> [DIRECTIONS FOR THIS TASK]
Copy out exactly every line from the line containing "like (162, 756)." until the records below end, inclusive of both boundary lines.

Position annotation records
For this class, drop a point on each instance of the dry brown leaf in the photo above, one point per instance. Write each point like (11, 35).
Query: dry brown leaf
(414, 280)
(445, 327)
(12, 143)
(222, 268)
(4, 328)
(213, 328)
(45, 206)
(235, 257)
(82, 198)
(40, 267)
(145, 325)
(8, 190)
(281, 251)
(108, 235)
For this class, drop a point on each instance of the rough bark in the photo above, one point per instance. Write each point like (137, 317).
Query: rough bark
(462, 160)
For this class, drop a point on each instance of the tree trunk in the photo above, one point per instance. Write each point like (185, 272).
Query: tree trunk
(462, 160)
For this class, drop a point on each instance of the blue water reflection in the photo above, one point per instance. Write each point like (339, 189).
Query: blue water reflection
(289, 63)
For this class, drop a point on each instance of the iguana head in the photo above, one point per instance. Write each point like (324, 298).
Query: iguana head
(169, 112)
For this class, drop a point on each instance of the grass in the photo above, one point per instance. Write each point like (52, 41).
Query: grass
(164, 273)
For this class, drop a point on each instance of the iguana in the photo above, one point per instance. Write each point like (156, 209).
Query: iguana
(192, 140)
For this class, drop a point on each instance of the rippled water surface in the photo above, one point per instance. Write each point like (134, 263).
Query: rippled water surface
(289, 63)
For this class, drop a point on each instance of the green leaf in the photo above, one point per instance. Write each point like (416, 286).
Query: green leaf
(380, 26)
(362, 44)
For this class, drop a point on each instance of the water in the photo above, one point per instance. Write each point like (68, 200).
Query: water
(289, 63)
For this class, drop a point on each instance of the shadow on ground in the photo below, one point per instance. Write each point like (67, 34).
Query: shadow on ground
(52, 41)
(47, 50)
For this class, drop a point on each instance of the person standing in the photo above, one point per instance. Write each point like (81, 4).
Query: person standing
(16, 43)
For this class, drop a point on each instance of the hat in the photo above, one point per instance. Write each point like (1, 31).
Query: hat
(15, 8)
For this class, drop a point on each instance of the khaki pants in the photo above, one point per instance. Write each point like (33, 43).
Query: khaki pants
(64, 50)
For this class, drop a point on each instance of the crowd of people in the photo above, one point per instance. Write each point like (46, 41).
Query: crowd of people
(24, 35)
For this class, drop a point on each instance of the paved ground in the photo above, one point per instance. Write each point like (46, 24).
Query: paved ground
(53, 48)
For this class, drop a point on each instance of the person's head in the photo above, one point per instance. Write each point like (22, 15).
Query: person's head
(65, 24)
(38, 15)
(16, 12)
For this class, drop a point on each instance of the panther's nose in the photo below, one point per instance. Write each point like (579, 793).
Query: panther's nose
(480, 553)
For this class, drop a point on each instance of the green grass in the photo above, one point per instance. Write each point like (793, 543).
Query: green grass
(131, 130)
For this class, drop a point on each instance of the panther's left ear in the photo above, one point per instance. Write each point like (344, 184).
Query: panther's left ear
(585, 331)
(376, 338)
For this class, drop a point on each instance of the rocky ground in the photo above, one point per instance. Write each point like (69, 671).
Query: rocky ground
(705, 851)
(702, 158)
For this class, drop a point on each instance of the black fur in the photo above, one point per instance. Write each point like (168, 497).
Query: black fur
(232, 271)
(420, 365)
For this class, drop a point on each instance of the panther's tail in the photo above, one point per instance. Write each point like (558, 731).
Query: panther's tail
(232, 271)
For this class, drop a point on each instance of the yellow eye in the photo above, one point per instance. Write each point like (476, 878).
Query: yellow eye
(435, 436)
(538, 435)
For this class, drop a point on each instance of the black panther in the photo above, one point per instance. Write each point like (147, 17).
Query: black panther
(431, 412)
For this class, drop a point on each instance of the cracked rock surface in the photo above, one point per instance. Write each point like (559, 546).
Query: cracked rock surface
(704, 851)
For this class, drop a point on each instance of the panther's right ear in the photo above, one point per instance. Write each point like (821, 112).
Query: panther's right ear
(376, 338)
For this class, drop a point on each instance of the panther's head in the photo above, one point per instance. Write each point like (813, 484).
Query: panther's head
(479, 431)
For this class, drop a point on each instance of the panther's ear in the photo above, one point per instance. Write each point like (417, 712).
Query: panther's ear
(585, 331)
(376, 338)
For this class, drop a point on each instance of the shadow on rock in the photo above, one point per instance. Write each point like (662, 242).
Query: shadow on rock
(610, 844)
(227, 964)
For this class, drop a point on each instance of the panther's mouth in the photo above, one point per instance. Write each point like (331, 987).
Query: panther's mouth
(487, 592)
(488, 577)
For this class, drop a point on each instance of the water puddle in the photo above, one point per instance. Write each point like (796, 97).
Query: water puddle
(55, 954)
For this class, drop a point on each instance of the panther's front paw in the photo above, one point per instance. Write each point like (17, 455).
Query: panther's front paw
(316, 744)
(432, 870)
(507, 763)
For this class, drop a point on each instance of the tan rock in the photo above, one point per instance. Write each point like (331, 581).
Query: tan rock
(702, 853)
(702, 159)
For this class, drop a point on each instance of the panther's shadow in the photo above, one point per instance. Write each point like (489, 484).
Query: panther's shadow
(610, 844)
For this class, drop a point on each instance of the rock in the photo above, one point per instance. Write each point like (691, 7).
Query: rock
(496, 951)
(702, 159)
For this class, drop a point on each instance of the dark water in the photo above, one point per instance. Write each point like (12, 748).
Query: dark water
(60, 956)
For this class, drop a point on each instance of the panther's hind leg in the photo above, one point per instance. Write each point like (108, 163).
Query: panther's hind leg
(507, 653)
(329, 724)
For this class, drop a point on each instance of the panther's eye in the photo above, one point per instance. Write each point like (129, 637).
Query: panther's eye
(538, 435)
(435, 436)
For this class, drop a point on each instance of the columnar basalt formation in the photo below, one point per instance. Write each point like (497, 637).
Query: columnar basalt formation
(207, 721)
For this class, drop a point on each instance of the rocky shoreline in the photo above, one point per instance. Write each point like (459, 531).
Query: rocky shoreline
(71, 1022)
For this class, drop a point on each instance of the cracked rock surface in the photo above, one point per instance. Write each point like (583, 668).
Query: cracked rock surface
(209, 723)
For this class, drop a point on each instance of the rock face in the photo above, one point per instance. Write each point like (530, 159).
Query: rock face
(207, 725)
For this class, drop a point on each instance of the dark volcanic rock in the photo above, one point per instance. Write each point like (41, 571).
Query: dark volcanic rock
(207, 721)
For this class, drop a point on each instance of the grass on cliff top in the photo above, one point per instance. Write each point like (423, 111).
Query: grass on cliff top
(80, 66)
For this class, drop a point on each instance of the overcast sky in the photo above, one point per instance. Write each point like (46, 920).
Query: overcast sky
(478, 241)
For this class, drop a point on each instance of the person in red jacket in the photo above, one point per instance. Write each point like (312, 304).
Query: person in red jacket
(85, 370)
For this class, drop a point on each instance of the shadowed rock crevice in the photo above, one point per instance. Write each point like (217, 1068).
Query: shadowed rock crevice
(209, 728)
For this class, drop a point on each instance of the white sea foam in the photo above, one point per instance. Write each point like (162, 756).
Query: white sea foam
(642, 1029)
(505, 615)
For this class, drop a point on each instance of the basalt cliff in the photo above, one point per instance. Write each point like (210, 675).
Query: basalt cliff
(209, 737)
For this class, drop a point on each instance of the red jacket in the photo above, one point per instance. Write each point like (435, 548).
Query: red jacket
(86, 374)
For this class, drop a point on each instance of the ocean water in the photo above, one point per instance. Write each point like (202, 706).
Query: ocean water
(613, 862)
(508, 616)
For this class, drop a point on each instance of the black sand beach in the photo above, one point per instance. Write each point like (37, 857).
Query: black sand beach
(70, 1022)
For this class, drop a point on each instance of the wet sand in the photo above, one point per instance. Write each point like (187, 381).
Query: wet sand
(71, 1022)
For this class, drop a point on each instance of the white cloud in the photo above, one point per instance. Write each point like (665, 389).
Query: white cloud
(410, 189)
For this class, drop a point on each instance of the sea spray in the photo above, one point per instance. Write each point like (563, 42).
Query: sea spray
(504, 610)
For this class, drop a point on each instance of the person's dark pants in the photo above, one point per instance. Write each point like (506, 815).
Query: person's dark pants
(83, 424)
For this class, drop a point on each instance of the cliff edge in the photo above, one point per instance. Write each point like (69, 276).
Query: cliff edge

> [COMPLETED TASK]
For this class, drop a point on each instance of the white sea foam in the photo above, one point per instance. Write each point like (162, 756).
Query: white sea foam
(642, 1029)
(505, 615)
For this class, drop a point on each instance of the basalt cliff in the photo above, one point per instance. Write each point like (210, 675).
Query: basalt cliff
(209, 737)
For this class, drop a point on each instance of the red jacket in the photo above, one point per instance. Write each point like (435, 548).
Query: red jacket
(86, 374)
For this class, drop a point on each instance of the ocean water in the photo above, one point per instance. Write each point like (202, 706).
Query: ocean water
(613, 862)
(508, 616)
For this class, drop a point on each instance of the black sand beach in the photo above, one point per instance. Write each point like (37, 857).
Query: black sand beach
(70, 1022)
For this class, drop a point on each instance of the wet sand in the photo above, one point per instance. Write each point like (187, 381).
Query: wet sand
(71, 1022)
For this class, drop a point on each instance of the white cloud in the photo above, one point per instance. Write each point like (665, 389).
Query: white cloud
(410, 189)
For this class, drop a point on each instance of the sea spray in the photo above, one point per instance. Write each point like (563, 42).
Query: sea spray
(504, 610)
For this class, drop a point on each instance of the person's dark pants in the photo above, one point per instance. Write each point like (506, 815).
Query: person's dark pants
(83, 424)
For this class, drop a point on each instance of the cliff edge in the photo above, one point per instance. Write each point like (69, 276).
Query: cliff edge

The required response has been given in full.